Convert every line of the data into a Markdown table with two columns, Row and Line, numbering each row and leaving out blank lines.

____________

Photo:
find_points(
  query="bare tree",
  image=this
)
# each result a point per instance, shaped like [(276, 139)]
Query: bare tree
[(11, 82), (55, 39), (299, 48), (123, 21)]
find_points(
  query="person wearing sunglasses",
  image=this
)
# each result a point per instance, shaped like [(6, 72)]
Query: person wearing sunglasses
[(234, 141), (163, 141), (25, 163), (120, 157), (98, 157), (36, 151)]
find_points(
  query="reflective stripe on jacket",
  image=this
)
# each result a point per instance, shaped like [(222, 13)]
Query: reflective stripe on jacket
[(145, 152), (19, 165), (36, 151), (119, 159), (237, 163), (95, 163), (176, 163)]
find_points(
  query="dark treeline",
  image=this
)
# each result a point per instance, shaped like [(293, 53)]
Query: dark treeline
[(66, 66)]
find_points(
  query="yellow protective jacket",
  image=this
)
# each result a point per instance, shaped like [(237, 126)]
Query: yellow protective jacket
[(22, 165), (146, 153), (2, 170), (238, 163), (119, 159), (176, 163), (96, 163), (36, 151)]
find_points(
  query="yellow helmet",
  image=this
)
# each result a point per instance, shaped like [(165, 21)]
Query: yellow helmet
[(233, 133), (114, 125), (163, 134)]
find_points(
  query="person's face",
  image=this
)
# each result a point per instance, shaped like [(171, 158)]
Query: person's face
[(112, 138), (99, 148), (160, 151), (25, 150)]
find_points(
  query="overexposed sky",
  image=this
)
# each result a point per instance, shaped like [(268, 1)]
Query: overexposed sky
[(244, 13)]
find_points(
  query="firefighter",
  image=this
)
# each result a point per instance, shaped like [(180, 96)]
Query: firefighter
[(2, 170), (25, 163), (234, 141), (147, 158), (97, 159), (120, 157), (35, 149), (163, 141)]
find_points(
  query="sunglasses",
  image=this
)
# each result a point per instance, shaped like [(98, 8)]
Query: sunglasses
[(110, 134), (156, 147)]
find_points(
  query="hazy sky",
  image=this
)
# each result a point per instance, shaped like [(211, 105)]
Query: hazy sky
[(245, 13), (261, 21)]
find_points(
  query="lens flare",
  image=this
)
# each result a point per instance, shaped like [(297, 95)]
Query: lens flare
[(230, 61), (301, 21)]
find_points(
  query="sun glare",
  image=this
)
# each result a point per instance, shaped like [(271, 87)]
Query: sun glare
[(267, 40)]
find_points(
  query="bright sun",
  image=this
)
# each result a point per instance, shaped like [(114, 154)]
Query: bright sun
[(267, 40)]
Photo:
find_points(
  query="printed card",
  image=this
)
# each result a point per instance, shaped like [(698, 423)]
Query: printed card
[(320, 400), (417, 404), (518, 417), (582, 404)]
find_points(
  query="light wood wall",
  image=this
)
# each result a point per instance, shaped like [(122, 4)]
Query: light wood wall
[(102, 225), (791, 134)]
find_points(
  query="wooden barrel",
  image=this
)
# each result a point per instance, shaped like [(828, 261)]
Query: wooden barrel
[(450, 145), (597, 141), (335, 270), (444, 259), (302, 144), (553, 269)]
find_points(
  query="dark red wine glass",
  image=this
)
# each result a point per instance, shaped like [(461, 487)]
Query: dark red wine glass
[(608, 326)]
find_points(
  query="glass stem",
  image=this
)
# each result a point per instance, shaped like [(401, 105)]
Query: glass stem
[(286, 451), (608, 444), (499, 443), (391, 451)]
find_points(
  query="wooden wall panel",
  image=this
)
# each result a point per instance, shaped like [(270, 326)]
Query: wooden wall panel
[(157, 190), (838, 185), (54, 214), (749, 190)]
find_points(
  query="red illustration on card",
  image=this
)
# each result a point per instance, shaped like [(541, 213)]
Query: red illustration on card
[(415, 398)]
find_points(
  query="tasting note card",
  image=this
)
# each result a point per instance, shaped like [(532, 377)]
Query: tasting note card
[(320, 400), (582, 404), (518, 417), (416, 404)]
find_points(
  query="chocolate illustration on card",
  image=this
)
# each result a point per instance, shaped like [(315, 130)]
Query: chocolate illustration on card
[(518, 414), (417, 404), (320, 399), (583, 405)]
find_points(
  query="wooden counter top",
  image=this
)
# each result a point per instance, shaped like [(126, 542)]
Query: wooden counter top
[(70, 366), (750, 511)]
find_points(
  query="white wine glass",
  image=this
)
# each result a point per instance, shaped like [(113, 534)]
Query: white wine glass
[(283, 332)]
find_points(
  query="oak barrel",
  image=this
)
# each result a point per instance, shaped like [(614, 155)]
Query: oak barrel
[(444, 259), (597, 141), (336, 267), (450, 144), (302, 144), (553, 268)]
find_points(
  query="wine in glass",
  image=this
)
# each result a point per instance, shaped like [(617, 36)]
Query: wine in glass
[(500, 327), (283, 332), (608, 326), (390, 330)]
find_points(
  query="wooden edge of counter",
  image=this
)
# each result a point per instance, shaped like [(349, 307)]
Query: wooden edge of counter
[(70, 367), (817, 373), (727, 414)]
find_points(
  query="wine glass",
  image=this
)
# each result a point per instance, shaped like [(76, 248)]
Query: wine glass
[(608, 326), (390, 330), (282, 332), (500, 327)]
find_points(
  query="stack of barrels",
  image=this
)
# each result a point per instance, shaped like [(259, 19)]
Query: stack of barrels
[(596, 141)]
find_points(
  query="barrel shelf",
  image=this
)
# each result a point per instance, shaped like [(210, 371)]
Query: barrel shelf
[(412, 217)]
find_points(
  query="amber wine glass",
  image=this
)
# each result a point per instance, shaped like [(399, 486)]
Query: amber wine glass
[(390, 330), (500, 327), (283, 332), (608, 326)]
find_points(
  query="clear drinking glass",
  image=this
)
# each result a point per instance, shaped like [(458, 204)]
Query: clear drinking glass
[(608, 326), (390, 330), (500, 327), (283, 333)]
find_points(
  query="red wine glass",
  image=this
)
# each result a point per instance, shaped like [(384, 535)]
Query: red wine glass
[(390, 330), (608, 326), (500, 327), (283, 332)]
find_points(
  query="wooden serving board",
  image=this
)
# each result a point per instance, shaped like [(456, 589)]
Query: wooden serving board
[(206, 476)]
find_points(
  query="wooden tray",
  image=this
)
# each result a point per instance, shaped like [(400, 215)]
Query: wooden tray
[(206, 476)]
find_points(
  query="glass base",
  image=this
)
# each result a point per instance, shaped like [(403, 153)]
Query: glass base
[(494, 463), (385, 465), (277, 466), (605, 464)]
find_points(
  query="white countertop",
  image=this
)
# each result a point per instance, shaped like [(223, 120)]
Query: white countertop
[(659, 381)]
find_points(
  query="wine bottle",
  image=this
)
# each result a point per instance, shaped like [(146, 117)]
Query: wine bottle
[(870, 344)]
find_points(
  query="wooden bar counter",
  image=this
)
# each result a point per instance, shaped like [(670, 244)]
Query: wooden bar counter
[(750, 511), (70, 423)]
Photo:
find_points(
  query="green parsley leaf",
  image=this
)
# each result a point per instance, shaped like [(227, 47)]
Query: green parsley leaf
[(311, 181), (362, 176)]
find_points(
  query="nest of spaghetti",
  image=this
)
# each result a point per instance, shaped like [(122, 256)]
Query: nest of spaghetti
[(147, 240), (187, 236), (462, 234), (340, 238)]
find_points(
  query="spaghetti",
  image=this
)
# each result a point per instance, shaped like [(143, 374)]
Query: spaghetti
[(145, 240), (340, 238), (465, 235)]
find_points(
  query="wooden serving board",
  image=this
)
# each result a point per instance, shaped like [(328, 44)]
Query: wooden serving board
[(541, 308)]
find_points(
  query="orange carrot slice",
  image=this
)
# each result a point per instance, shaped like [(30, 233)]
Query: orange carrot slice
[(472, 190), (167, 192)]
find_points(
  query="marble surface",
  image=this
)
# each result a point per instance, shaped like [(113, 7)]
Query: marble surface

____________

### FINAL ANSWER
| Row | Line |
|---|---|
| 1 | Photo: |
| 2 | find_points( |
| 3 |   query="bare tree", |
| 4 |   image=this |
| 5 | ) |
| 6 | # each result a point per instance, shaped like [(276, 139)] |
| 7 | Query: bare tree |
| 8 | [(11, 82), (55, 39), (299, 48), (123, 21)] |
| 9 | find_points( |
| 10 |   query="person wearing sunglasses", |
| 11 |   image=this |
| 12 | ) |
| 13 | # each result a point per instance, shaped like [(6, 72)] |
| 14 | Query: person wearing sunglasses |
| 15 | [(234, 141), (163, 141), (25, 163), (120, 157), (98, 157), (36, 151)] |
| 16 | find_points( |
| 17 |   query="reflective stripe on jacket", |
| 18 |   image=this |
| 19 | ) |
| 20 | # each result a point per instance, shaped like [(222, 13)] |
| 21 | Query: reflective stripe on jacket |
| 22 | [(145, 152), (19, 165), (36, 151), (119, 159), (237, 163), (95, 163), (176, 163)] |
| 23 | find_points( |
| 24 |   query="dark treeline", |
| 25 |   image=this |
| 26 | ) |
| 27 | # each result a point per instance, shaped like [(293, 53)] |
| 28 | Query: dark treeline |
| 29 | [(66, 66)] |
| 30 | find_points( |
| 31 |   query="yellow protective jacket", |
| 32 |   image=this |
| 33 | ) |
| 34 | # each result a point per instance, shaped like [(237, 126)] |
| 35 | Query: yellow protective jacket |
| 36 | [(22, 165), (146, 153), (2, 170), (238, 163), (119, 159), (176, 163), (96, 163), (36, 151)] |
| 37 | find_points( |
| 38 |   query="yellow helmet", |
| 39 |   image=this |
| 40 | ) |
| 41 | # each result a point per instance, shaped like [(165, 21)] |
| 42 | Query: yellow helmet |
| 43 | [(233, 133), (114, 125), (163, 134)] |
| 44 | find_points( |
| 45 |   query="person's face", |
| 46 |   image=this |
| 47 | ) |
| 48 | # each result a point per instance, shaped like [(171, 158)] |
| 49 | Query: person's face |
| 50 | [(112, 138), (99, 148), (160, 151), (25, 150)] |
| 51 | find_points( |
| 52 |   query="overexposed sky", |
| 53 |   image=this |
| 54 | ) |
| 55 | # each result a point per instance, shaped like [(268, 1)] |
| 56 | Query: overexposed sky |
| 57 | [(244, 13)] |
| 58 | find_points( |
| 59 |   query="firefighter", |
| 60 |   image=this |
| 61 | ) |
| 62 | # each result a point per instance, shaped like [(180, 96)] |
| 63 | Query: firefighter |
| 64 | [(2, 170), (25, 163), (234, 141), (147, 158), (97, 159), (120, 157), (35, 149), (163, 141)] |
| 65 | find_points( |
| 66 |   query="sunglasses", |
| 67 |   image=this |
| 68 | ) |
| 69 | # each result a point per instance, shaped like [(98, 8)] |
| 70 | Query: sunglasses |
| 71 | [(110, 134), (156, 147)] |
| 72 | find_points( |
| 73 |   query="hazy sky", |
| 74 |   image=this |
| 75 | ) |
| 76 | # each result a point per instance, shaped like [(211, 105)] |
| 77 | Query: hazy sky |
| 78 | [(245, 13), (261, 21)] |
| 79 | find_points( |
| 80 |   query="lens flare", |
| 81 |   image=this |
| 82 | ) |
| 83 | # each result a point per instance, shaped like [(297, 95)] |
| 84 | Query: lens flare |
| 85 | [(230, 61), (301, 21)] |
| 86 | find_points( |
| 87 |   query="sun glare", |
| 88 |   image=this |
| 89 | ) |
| 90 | # each result a point per instance, shaped like [(271, 87)] |
| 91 | Query: sun glare |
| 92 | [(267, 40)] |
| 93 | find_points( |
| 94 |   query="bright sun", |
| 95 |   image=this |
| 96 | ) |
| 97 | # each result a point per instance, shaped like [(114, 154)] |
| 98 | Query: bright sun |
| 99 | [(267, 40)] |
| 100 | Photo: |
| 101 | find_points( |
| 102 |   query="printed card", |
| 103 |   image=this |
| 104 | ) |
| 105 | # each result a point per instance, shaped like [(698, 423)] |
| 106 | Query: printed card |
| 107 | [(320, 400), (417, 404), (518, 417), (582, 404)] |
| 108 | find_points( |
| 109 |   query="light wood wall", |
| 110 |   image=this |
| 111 | ) |
| 112 | # each result a point per instance, shaped like [(122, 4)] |
| 113 | Query: light wood wall |
| 114 | [(102, 225), (791, 134)] |
| 115 | find_points( |
| 116 |   query="wooden barrel", |
| 117 |   image=this |
| 118 | ) |
| 119 | # each result a point per instance, shaped like [(828, 261)] |
| 120 | Query: wooden barrel |
| 121 | [(450, 145), (597, 141), (335, 270), (444, 259), (302, 144), (553, 269)] |
| 122 | find_points( |
| 123 |   query="dark red wine glass", |
| 124 |   image=this |
| 125 | ) |
| 126 | # each result a point per instance, shaped like [(461, 487)] |
| 127 | Query: dark red wine glass |
| 128 | [(608, 326)] |
| 129 | find_points( |
| 130 |   query="glass stem", |
| 131 |   image=this |
| 132 | ) |
| 133 | # each result a point per instance, shaped like [(401, 105)] |
| 134 | Query: glass stem |
| 135 | [(286, 451), (608, 444), (499, 443), (391, 451)] |
| 136 | find_points( |
| 137 |   query="wooden wall panel", |
| 138 |   image=this |
| 139 | ) |
| 140 | # each result a point per instance, shaped like [(270, 326)] |
| 141 | Query: wooden wall panel |
| 142 | [(157, 190), (838, 185), (54, 214), (749, 190)] |
| 143 | find_points( |
| 144 |   query="red illustration on card", |
| 145 |   image=this |
| 146 | ) |
| 147 | # each result a point per instance, shaped like [(541, 213)] |
| 148 | Query: red illustration on card |
| 149 | [(415, 398)] |
| 150 | find_points( |
| 151 |   query="tasting note card", |
| 152 |   image=this |
| 153 | ) |
| 154 | # each result a point per instance, shaped like [(532, 377)] |
| 155 | Query: tasting note card |
| 156 | [(320, 400), (582, 404), (518, 417), (416, 404)] |
| 157 | find_points( |
| 158 |   query="chocolate illustration on card", |
| 159 |   image=this |
| 160 | ) |
| 161 | # each result a point per instance, shaped like [(315, 130)] |
| 162 | Query: chocolate illustration on card |
| 163 | [(518, 414), (417, 404), (320, 399), (583, 405)] |
| 164 | find_points( |
| 165 |   query="wooden counter top", |
| 166 |   image=this |
| 167 | ) |
| 168 | # each result a point per instance, shaped like [(126, 542)] |
| 169 | Query: wooden counter top |
| 170 | [(70, 366), (750, 511)] |
| 171 | find_points( |
| 172 |   query="white wine glass", |
| 173 |   image=this |
| 174 | ) |
| 175 | # each result a point per instance, shaped like [(113, 534)] |
| 176 | Query: white wine glass |
| 177 | [(283, 332)] |
| 178 | find_points( |
| 179 |   query="oak barrel", |
| 180 |   image=this |
| 181 | ) |
| 182 | # each result a point per instance, shaped like [(614, 155)] |
| 183 | Query: oak barrel |
| 184 | [(444, 259), (597, 141), (336, 267), (450, 144), (302, 144), (553, 268)] |
| 185 | find_points( |
| 186 |   query="wine in glass", |
| 187 |   image=this |
| 188 | ) |
| 189 | # each result a point per instance, shaped like [(617, 36)] |
| 190 | Query: wine in glass |
| 191 | [(500, 327), (283, 332), (608, 326), (390, 330)] |
| 192 | find_points( |
| 193 |   query="wooden edge of counter", |
| 194 |   image=this |
| 195 | ) |
| 196 | # each result a point per instance, shaped like [(349, 307)] |
| 197 | Query: wooden edge of counter |
| 198 | [(70, 367), (817, 373), (727, 414)] |
| 199 | find_points( |
| 200 |   query="wine glass", |
| 201 |   image=this |
| 202 | ) |
| 203 | # each result a point per instance, shaped like [(76, 248)] |
| 204 | Query: wine glass |
| 205 | [(608, 326), (390, 330), (282, 332), (500, 327)] |
| 206 | find_points( |
| 207 |   query="stack of barrels", |
| 208 |   image=this |
| 209 | ) |
| 210 | # each result a point per instance, shaped like [(259, 19)] |
| 211 | Query: stack of barrels |
| 212 | [(596, 141)] |
| 213 | find_points( |
| 214 |   query="barrel shelf", |
| 215 |   image=this |
| 216 | ) |
| 217 | # each result a point per instance, shaped like [(210, 371)] |
| 218 | Query: barrel shelf |
| 219 | [(412, 217)] |
| 220 | find_points( |
| 221 |   query="amber wine glass", |
| 222 |   image=this |
| 223 | ) |
| 224 | # each result a point per instance, shaped like [(399, 486)] |
| 225 | Query: amber wine glass |
| 226 | [(390, 330), (500, 327), (283, 332), (608, 326)] |
| 227 | find_points( |
| 228 |   query="clear drinking glass", |
| 229 |   image=this |
| 230 | ) |
| 231 | # each result a point per instance, shaped like [(458, 204)] |
| 232 | Query: clear drinking glass |
| 233 | [(608, 326), (390, 330), (500, 327), (283, 333)] |
| 234 | find_points( |
| 235 |   query="red wine glass", |
| 236 |   image=this |
| 237 | ) |
| 238 | # each result a point per instance, shaped like [(384, 535)] |
| 239 | Query: red wine glass |
| 240 | [(390, 330), (608, 326), (500, 327), (283, 332)] |
| 241 | find_points( |
| 242 |   query="wooden serving board", |
| 243 |   image=this |
| 244 | ) |
| 245 | # each result a point per instance, shaped like [(456, 589)] |
| 246 | Query: wooden serving board |
| 247 | [(206, 476)] |
| 248 | find_points( |
| 249 |   query="wooden tray", |
| 250 |   image=this |
| 251 | ) |
| 252 | # each result a point per instance, shaped like [(400, 215)] |
| 253 | Query: wooden tray |
| 254 | [(206, 476)] |
| 255 | find_points( |
| 256 |   query="glass base", |
| 257 |   image=this |
| 258 | ) |
| 259 | # each result a point per instance, shaped like [(403, 153)] |
| 260 | Query: glass base |
| 261 | [(494, 463), (385, 465), (277, 466), (605, 464)] |
| 262 | find_points( |
| 263 |   query="white countertop", |
| 264 |   image=this |
| 265 | ) |
| 266 | # each result a point per instance, shaped like [(223, 120)] |
| 267 | Query: white countertop |
| 268 | [(659, 381)] |
| 269 | find_points( |
| 270 |   query="wine bottle", |
| 271 |   image=this |
| 272 | ) |
| 273 | # each result a point per instance, shaped like [(146, 117)] |
| 274 | Query: wine bottle |
| 275 | [(870, 344)] |
| 276 | find_points( |
| 277 |   query="wooden bar counter", |
| 278 |   image=this |
| 279 | ) |
| 280 | # each result a point per instance, shaped like [(670, 244)] |
| 281 | Query: wooden bar counter |
| 282 | [(750, 511), (70, 423)] |
| 283 | Photo: |
| 284 | find_points( |
| 285 |   query="green parsley leaf", |
| 286 |   image=this |
| 287 | ) |
| 288 | # each result a point per instance, shaped like [(227, 47)] |
| 289 | Query: green parsley leaf |
| 290 | [(311, 181), (362, 176)] |
| 291 | find_points( |
| 292 |   query="nest of spaghetti", |
| 293 |   image=this |
| 294 | ) |
| 295 | # each result a point per instance, shaped like [(122, 256)] |
| 296 | Query: nest of spaghetti |
| 297 | [(147, 240), (187, 236), (462, 234), (340, 238)] |
| 298 | find_points( |
| 299 |   query="spaghetti", |
| 300 |   image=this |
| 301 | ) |
| 302 | # each result a point per instance, shaped like [(143, 374)] |
| 303 | Query: spaghetti |
| 304 | [(145, 240), (340, 238), (465, 235)] |
| 305 | find_points( |
| 306 |   query="wooden serving board", |
| 307 |   image=this |
| 308 | ) |
| 309 | # each result a point per instance, shaped like [(328, 44)] |
| 310 | Query: wooden serving board |
| 311 | [(541, 308)] |
| 312 | find_points( |
| 313 |   query="orange carrot slice", |
| 314 |   image=this |
| 315 | ) |
| 316 | # each result a point per instance, shaped like [(30, 233)] |
| 317 | Query: orange carrot slice |
| 318 | [(472, 190), (167, 192)] |
| 319 | find_points( |
| 320 |   query="marble surface", |
| 321 |   image=this |
| 322 | ) |
| 323 | # each result a point per instance, shaped like [(113, 7)] |
| 324 | Query: marble surface |